*Task item*
Please copy exactly the lines from the first in the records through the line that contains "Find the tree foliage;", but not the pictures.

(Collected data)
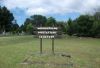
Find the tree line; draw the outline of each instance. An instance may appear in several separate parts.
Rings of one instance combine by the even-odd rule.
[[[100,37],[100,12],[81,15],[73,21],[69,19],[67,33],[71,36]]]
[[[14,20],[13,14],[6,7],[0,6],[0,34],[17,33],[18,28],[19,25]]]
[[[7,32],[34,34],[34,27],[39,26],[60,27],[63,34],[70,36],[100,37],[100,12],[92,15],[80,15],[75,20],[69,19],[66,22],[57,21],[53,17],[32,15],[19,26],[13,14],[6,7],[0,7],[0,34]]]

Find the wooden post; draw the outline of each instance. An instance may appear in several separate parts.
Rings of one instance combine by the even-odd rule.
[[[40,54],[42,54],[42,38],[40,38]]]
[[[54,54],[54,38],[52,38],[52,53]]]

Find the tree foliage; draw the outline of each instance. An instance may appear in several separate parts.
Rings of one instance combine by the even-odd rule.
[[[16,20],[12,24],[11,31],[13,34],[19,33],[19,25],[17,24]]]
[[[47,19],[46,26],[56,26],[56,20],[53,17],[49,17]]]
[[[35,26],[45,26],[45,23],[47,21],[46,17],[42,15],[33,15],[30,17],[30,20]]]
[[[67,33],[69,35],[96,37],[100,36],[100,14],[81,15],[76,20],[67,22]]]
[[[6,8],[0,7],[0,32],[8,32],[11,29],[13,14]]]
[[[43,15],[32,15],[27,18],[20,27],[14,21],[13,14],[0,6],[0,34],[4,32],[32,34],[34,27],[60,27],[64,34],[70,36],[100,37],[100,11],[94,15],[80,15],[77,19],[69,19],[67,22],[56,21],[55,18]]]
[[[69,35],[72,35],[73,34],[73,32],[74,32],[74,29],[73,28],[74,28],[73,27],[73,22],[72,22],[71,19],[69,19],[68,22],[67,22],[67,33]]]

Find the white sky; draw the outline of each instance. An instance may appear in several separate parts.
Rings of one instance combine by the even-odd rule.
[[[27,15],[33,14],[64,14],[91,12],[100,7],[100,0],[4,0],[9,9],[22,9]]]

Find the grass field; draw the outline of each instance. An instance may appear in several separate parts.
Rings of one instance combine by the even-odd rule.
[[[100,68],[100,39],[56,39],[54,56],[51,40],[43,40],[40,55],[39,39],[33,36],[0,37],[0,68]]]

*Exercise solution*
Find the tree line; draw the outline of each instance. An instance may appear in several separate parts.
Rings of one instance combine by the even-odd rule.
[[[100,37],[100,12],[81,15],[73,21],[69,19],[67,33],[71,36]]]
[[[14,20],[13,14],[6,7],[0,6],[0,34],[17,33],[18,28],[19,25]]]
[[[7,32],[34,34],[34,27],[39,26],[60,27],[63,34],[70,36],[100,37],[100,12],[92,15],[80,15],[75,20],[69,19],[66,22],[57,21],[53,17],[32,15],[19,26],[13,14],[6,7],[0,7],[0,34]]]

Find the wooden post; draw the outline of each instance. An instance may appear in several separate parts.
Rings of one instance combine by the even-odd rule.
[[[40,54],[42,54],[42,38],[40,38]]]
[[[54,54],[54,38],[52,38],[52,53]]]

Find the tree foliage; draw the outline of each instance. An instance may appear in several separate parts.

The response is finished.